» PROBLEMA
Elenca tutte le righe qui sotto in cui compare la parola "form". Maiuscole e minuscole contano.

======== DATI FORNITI

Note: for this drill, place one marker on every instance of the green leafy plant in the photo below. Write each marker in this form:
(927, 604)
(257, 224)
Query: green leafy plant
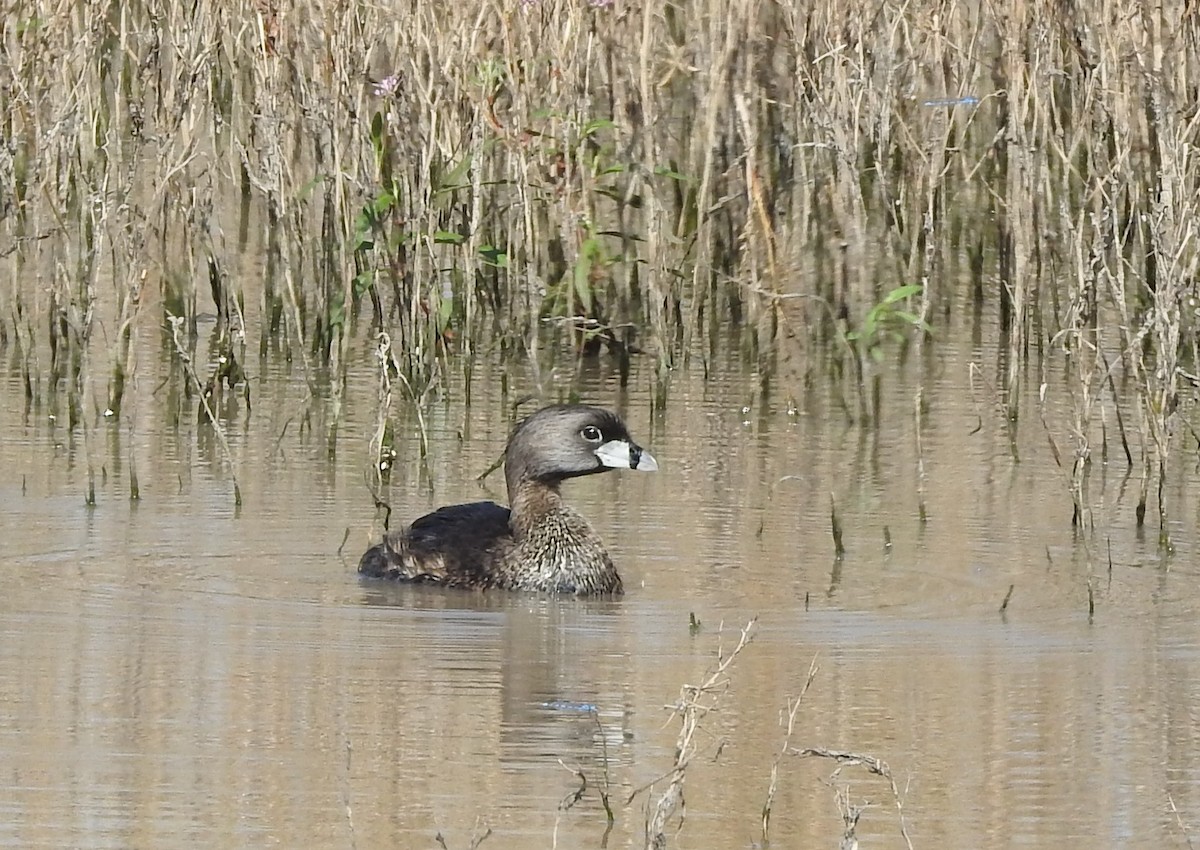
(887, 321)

================
======== DATI FORNITI

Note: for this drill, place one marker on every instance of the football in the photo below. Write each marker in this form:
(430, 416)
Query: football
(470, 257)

================

» RISPOSTA
Note: for this drill, place one marker on every instance of the green leafy plant in the photo below. Write each marker in this form:
Note: for this drill, place one marker on every instance of the football in the photo below. Write each marker in this form:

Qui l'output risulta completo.